(Excerpt provided)

The European commission has just struck a deal with German company CureVac for up to 405 million Covid vaccine doses. The news of more than one promising vaccine has sent global stock markets into overdrive. The world health organization is cautiously optimistic about the vaccines, but will any potential vaccines be distributed fairly across the globe?

As the death toll from the second wave of the Covid-19 pandemic mounts across Europe and hopes of a vaccine are raised, strong economies are putting their orders in fast.

Pharmaceutical companies Moderna says its prospective Covid-19 vaccine is 94.5 percent effective in preventing the illness. Rival company Pfizer had similarly upbeat news last week. Both announcements have sparked a global stock market surge, which climbed to a record high Monday.

· US stocks made record setting advances.

· Shares in Europe made their greatest gains in 8 months.

· MSCI’s broadest index of Asia-Pacific shares outside Japan hit its highest level since launching in 1987.

(End Excerpt provided)
(Listed entries)

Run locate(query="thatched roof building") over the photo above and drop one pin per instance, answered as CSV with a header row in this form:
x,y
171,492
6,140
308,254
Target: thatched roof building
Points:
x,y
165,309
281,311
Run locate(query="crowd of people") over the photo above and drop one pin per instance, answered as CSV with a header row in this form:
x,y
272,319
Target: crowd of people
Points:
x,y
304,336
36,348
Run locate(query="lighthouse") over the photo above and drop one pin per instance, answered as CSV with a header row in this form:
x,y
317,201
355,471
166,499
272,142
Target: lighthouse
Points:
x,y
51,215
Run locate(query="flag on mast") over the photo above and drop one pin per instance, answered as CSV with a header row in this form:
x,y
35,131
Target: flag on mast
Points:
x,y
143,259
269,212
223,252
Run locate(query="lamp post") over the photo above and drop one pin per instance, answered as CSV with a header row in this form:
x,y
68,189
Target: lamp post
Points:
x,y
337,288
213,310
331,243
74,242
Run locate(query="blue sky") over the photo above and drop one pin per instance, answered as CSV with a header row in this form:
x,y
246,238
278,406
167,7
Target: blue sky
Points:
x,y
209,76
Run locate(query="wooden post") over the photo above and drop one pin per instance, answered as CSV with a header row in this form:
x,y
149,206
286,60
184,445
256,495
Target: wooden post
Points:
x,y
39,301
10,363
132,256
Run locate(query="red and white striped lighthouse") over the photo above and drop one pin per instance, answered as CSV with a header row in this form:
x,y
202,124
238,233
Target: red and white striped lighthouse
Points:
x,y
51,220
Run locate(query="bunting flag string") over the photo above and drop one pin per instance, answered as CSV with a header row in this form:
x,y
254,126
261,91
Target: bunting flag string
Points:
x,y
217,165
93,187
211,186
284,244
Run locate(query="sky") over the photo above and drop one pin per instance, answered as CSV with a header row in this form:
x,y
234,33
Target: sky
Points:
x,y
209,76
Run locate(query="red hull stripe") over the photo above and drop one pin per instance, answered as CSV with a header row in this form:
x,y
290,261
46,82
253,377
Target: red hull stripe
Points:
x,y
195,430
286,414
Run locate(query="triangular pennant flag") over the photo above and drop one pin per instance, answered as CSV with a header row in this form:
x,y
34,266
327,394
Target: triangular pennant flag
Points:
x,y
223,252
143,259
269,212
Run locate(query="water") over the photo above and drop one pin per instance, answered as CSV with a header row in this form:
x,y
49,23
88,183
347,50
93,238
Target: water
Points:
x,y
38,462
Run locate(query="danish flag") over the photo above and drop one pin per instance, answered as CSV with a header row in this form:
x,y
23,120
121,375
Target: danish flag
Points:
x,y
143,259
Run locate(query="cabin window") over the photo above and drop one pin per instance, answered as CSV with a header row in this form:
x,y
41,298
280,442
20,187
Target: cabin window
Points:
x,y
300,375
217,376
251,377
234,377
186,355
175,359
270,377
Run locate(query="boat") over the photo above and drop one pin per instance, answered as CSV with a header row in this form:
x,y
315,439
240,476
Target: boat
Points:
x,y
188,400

(End Listed entries)
(Listed entries)

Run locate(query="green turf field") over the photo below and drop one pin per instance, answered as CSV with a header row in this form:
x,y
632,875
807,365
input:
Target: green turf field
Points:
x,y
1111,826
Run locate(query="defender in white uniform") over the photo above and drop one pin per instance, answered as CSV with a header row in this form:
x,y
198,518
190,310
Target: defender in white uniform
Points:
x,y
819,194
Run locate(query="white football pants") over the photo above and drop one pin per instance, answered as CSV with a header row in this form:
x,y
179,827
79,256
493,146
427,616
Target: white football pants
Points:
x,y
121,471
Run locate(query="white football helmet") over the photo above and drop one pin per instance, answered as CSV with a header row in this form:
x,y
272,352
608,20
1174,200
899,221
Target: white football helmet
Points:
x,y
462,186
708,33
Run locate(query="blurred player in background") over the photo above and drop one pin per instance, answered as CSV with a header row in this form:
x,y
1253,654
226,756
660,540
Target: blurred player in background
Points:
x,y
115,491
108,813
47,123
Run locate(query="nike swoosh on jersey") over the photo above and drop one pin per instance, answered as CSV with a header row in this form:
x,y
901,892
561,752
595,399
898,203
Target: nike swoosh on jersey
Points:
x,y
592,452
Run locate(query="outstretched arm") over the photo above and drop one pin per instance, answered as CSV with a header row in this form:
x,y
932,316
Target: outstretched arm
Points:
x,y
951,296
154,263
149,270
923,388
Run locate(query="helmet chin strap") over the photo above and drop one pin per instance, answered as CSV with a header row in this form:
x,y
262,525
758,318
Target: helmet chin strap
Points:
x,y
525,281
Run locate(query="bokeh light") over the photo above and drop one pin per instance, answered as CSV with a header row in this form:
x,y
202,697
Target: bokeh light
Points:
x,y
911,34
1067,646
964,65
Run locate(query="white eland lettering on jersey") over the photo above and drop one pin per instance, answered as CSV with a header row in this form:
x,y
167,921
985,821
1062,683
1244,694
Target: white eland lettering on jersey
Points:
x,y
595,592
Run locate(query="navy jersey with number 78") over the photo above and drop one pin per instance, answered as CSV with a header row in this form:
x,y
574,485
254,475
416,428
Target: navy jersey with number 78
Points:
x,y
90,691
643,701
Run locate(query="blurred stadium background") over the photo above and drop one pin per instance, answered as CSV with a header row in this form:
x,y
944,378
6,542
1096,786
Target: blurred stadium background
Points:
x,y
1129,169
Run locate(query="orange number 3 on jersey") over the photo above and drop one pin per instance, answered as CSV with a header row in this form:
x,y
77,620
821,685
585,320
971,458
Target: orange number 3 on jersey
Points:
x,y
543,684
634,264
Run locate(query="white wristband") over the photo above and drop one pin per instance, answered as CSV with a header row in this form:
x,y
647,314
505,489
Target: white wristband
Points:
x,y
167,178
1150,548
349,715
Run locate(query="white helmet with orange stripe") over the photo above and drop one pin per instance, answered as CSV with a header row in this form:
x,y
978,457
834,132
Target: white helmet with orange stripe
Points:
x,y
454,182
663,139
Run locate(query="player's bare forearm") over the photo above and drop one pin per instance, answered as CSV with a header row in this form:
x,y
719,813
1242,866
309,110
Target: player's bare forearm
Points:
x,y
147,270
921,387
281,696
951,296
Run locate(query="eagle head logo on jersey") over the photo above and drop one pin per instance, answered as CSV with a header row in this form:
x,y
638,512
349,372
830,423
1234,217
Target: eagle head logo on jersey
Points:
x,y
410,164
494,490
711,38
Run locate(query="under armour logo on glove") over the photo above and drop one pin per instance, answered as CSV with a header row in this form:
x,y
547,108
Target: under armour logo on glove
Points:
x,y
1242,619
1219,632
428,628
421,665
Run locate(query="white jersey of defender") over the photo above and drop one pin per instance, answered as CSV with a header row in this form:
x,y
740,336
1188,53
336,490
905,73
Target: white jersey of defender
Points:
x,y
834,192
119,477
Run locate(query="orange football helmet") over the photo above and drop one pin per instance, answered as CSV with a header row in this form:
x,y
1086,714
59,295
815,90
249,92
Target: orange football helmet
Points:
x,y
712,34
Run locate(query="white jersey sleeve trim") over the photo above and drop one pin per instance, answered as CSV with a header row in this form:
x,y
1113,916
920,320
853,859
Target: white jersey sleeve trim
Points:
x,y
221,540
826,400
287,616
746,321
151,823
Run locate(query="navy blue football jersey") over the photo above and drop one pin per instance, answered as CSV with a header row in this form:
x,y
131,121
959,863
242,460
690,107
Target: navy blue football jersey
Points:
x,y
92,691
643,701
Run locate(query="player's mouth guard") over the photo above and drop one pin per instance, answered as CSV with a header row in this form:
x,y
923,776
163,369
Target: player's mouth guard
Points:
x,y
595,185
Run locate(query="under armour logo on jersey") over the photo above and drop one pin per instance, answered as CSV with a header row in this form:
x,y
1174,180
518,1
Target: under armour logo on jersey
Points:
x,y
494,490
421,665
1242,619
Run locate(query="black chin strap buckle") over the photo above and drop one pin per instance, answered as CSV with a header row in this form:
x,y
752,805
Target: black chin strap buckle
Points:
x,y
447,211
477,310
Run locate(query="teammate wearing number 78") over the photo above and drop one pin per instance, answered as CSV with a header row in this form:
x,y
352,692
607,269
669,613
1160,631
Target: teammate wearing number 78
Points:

(End Listed entries)

Work instruction A: According to the Covid-19 vaccine excerpt, how effective does Moderna say its prospective vaccine is at preventing the illness?
Work instruction B: Please write out the part of the Covid-19 vaccine excerpt starting at "The European commission" and ending at "across the globe?".
Work instruction C: Continue the excerpt about Covid-19 vaccine deals and stock markets from the point where it stops.
These lines have nothing to do with the text about Covid-19 vaccines.

Task answer A: 94.5 percent effective.

Task answer B:
The European commission has just struck a deal with German company CureVac for up to 405 million Covid vaccine doses. The news of more than one promising vaccine has sent global stock markets into overdrive. The world health organization is cautiously optimistic about the vaccines, but will any potential vaccines be distributed fairly across the globe?

Task answer C:
· China also posted better-than-expected industrial output data. The region also signed its largest ever trade deal.

The prospect of lockdowns across the globe ending has also helped oil prices jump. The Euphoria in the markets must be tempered though, by the World Health Organization’s cautious optimism.

For the first half of 2021 the global supply of the vaccine will be limited. The WHO's goal is to protect high-risk groups, including health workers, first. But stronger economies are already muscling in. Almost half the global supply has already been bought up by wealthy nations representing just 13 percent of the world’s population. THE UK, the US and the European Commission are at the top of that list.